▸ DATA SUPPLIED:
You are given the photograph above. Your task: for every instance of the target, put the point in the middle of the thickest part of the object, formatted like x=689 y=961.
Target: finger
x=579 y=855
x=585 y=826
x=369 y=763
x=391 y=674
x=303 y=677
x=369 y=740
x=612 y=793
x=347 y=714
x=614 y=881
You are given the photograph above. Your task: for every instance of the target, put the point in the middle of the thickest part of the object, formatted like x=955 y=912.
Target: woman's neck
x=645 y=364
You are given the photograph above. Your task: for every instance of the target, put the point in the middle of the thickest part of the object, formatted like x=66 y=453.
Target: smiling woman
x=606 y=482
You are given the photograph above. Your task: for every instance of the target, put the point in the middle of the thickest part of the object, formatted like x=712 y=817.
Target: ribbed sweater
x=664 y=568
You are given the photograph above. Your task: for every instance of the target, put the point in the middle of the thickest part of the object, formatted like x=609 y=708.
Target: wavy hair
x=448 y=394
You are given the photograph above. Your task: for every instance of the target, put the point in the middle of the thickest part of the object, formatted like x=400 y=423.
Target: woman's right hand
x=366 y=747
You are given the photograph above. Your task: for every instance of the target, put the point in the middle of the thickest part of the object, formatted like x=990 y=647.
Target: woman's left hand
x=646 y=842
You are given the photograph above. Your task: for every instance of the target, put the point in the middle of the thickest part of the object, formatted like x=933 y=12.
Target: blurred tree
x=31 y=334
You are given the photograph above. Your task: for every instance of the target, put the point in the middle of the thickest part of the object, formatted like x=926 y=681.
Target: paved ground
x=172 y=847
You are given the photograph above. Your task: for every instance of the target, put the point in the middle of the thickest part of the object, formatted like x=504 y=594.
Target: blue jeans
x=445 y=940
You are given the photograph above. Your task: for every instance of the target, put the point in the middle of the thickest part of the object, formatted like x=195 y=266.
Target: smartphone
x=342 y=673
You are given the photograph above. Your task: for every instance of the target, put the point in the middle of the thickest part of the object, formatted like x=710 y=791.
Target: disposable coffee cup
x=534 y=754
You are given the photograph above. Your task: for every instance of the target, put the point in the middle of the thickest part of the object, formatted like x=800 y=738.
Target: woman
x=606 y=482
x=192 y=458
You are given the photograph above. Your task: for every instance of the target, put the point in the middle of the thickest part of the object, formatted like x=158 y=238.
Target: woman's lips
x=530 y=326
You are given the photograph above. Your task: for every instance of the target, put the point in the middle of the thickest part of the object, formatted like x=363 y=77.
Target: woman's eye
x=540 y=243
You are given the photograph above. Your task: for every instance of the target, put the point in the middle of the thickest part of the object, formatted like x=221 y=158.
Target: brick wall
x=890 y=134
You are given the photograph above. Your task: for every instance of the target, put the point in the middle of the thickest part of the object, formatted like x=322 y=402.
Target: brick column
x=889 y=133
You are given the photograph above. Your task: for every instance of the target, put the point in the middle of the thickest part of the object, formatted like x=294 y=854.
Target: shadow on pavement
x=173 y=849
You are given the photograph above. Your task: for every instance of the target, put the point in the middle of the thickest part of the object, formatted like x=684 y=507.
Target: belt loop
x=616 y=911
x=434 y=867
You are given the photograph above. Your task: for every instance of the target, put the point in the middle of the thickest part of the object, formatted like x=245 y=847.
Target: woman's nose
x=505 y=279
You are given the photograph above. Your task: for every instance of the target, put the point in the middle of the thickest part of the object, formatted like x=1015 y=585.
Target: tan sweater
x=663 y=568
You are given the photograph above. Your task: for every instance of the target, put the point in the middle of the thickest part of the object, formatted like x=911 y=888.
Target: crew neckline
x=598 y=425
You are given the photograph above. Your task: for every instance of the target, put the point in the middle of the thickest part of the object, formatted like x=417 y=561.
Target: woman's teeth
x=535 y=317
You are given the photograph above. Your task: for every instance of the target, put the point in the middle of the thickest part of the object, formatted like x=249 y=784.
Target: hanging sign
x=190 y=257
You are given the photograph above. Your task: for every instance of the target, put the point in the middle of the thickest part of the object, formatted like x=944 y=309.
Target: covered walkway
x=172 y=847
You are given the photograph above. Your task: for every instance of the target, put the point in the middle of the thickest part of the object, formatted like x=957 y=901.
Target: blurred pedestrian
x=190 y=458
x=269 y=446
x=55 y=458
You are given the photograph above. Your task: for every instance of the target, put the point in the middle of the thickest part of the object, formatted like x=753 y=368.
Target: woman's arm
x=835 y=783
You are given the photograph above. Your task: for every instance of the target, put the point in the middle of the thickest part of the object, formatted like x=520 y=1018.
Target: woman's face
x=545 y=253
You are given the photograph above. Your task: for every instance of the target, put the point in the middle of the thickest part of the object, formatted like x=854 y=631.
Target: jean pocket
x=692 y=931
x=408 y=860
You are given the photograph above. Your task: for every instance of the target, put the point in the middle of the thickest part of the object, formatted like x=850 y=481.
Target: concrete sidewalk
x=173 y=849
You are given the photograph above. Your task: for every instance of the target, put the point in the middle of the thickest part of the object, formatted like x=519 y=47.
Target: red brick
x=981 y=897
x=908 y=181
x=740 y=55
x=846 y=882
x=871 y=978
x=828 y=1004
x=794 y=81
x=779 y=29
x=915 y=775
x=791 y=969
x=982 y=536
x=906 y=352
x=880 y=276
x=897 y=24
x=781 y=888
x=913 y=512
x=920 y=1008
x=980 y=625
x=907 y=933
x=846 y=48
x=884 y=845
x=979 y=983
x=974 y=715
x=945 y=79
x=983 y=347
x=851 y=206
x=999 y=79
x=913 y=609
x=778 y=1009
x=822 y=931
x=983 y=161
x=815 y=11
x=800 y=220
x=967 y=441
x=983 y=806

▸ TASK DIRECTIONS: Can you reproduce only the lines between the ones holding "like x=294 y=854." and "x=434 y=867", inclusive, requests included, with every coordinate in the answers multiplied by 2.45 and rounded to a whole number, halves rounding up? Leave the requests and their format samples unchanged.

▸ OUTPUT FOR THIS TASK:
You are given the photograph above. Your task: for every instance of the target, put the point in the middle of the thickest part of the object, formatted like x=294 y=854.
Target: shadow on pavement
x=424 y=2080
You are given the photograph above. Your task: for every instance of the target, put the point in the middle of the thickest part of the object, formatted like x=684 y=507.
Target: belt loop
x=1509 y=2232
x=1063 y=2124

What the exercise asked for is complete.